Pourquoi l’Occident a-t-il dominé le monde pendant cinq cents ans ? Et pourquoi cette ère s’achève-t-elle ? Ce sont les questions posées dans les ouvrages des journalistes Charles C. Mann et Hervé Kempf. S’appuyant sur les travaux d’historiens comme Kenneth Pomeranz, l’Américain et le Français font une lecture écologique (au sens scientifique) de ce fait : la colonisation de l’Amérique a bouleversé le monde. D’abord sa hiérarchie, dans laquelle le Vieux Continent ne pesait guère. Contrairement à Tenochtitlan et Cuzco, capitales des empires aztèque et inca, aucune ville européenne ne figurait en 1492 dans le « top 10 » des villes les plus peuplées au monde (Pékin, en Chine, et Vijayanagar, en Inde, menaient le bal avec plus de 500 000 habitants chacune). S’il n’avait mis fin à ses expéditions maritimes, l’empire du Milieu, première puissance économique et technologique de l’époque, aurait devancé Christophe Colomb. C’est donc l’Europe qui s’est appropriée l’Amérique. Le sous-sol (l’argent de Potosí, en Bolivie) et les terres du Nouveau Continent (consacrées à la culture du coton, du tabac ou de la canne à sucre) lui ont donné l’avantage commercial, puis des bras pour la Révolution industrielle.

CONSIGNES:
1) Répondez brièvement à partir de l'extrait.
(a) Sur les travaux de quel historien les deux journalistes s'appuient-ils ?
(b) Quelles villes dominaient le classement des plus peuplées au monde en 1492, et avec combien d'habitants ?
(c) Dans quel pays se trouve Potosí ?
2) D'après l'extrait, pourquoi est-ce l'Europe, et non la Chine, qui a pris possession de l'Amérique ?
Fondez-vous uniquement sur l'extrait.

ENREGISTREMENTS FOURNIS:
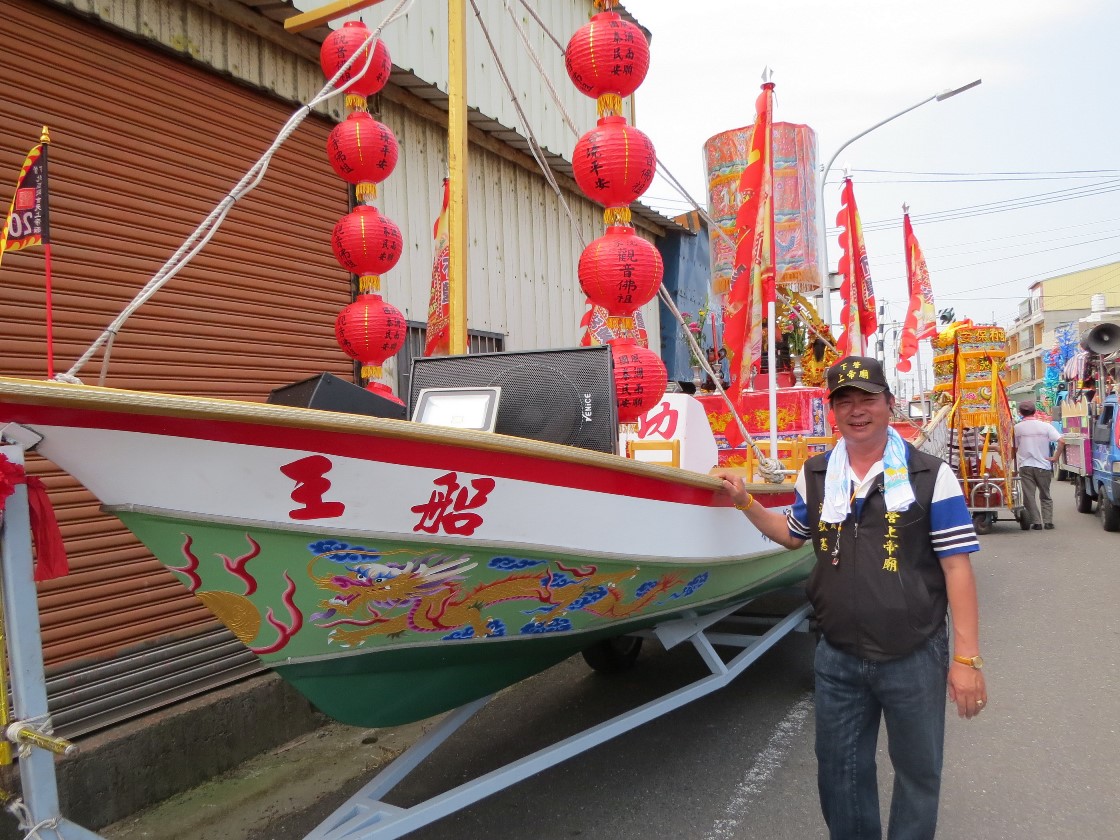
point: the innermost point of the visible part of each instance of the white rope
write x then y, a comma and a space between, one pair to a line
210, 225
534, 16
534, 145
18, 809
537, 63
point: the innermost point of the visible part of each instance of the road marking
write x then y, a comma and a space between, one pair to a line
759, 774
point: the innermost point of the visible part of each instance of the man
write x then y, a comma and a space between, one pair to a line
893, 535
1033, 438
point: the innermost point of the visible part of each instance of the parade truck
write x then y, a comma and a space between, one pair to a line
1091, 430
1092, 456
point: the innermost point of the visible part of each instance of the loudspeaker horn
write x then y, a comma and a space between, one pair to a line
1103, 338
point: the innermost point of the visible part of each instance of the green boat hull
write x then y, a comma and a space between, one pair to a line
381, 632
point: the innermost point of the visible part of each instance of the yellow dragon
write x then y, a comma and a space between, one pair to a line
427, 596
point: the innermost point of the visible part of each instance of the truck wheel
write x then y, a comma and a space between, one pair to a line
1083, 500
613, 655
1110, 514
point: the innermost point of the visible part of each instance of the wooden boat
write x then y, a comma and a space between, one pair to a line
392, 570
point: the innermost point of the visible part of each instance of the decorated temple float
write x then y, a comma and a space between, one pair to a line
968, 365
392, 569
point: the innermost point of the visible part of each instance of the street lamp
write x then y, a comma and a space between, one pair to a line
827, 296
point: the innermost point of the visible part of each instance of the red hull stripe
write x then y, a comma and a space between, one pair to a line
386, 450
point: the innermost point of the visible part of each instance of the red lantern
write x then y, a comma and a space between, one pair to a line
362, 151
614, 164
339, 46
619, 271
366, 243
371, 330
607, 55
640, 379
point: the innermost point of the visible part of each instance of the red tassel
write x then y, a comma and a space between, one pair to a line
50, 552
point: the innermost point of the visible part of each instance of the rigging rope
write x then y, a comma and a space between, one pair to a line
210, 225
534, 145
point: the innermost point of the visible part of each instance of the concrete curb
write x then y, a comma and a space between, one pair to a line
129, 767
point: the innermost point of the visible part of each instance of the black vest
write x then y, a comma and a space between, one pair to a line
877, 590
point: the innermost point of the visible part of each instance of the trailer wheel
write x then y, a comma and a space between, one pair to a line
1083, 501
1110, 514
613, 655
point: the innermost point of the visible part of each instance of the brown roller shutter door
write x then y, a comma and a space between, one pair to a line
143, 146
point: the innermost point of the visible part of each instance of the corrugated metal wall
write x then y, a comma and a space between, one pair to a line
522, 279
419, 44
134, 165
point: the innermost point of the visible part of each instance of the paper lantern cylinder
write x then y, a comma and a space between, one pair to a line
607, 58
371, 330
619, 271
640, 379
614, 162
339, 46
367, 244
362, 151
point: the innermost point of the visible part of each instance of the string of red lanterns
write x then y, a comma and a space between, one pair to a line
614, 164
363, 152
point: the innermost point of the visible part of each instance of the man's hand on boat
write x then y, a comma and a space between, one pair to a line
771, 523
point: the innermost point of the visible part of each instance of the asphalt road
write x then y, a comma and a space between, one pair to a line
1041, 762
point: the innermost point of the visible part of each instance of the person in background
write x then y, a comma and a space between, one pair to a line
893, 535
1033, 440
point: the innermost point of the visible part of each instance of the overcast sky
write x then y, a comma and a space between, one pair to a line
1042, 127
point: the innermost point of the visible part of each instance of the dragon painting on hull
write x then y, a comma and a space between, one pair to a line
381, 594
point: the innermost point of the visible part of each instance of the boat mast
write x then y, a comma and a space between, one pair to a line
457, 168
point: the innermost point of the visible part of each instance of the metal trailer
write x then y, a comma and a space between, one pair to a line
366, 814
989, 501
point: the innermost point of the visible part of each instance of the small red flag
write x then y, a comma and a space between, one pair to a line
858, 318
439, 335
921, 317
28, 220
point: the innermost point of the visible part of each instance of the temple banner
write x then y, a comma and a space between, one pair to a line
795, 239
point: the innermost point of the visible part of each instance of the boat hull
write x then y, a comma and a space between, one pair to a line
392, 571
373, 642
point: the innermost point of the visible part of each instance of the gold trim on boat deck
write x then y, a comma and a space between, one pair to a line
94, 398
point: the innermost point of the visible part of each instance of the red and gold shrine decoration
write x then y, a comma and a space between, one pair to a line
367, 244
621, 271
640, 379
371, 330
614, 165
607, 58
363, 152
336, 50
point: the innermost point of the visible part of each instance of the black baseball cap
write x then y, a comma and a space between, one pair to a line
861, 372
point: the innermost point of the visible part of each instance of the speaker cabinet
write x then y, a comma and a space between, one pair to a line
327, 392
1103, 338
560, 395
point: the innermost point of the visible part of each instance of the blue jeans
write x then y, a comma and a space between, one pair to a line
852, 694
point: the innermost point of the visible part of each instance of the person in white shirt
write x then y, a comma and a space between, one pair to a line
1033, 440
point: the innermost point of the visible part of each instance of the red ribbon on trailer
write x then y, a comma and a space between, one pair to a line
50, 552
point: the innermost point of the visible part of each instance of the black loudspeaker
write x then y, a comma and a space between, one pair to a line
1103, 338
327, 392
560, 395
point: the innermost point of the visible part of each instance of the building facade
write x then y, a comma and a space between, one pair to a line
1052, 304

RÉPONSES:
1)
(a) Kenneth Pomeranz.
(b) Pékin, en Chine, et Vijayanagar, en Inde, avec plus de 500 000 habitants chacune.
(c) En Bolivie.

2) L'empire du Milieu était alors la première puissance économique et technologique, mais il a mis fin à ses expéditions maritimes. Sans cet arrêt, il aurait devancé Christophe Colomb, et c'est donc l'Europe qui a pris possession de l'Amérique.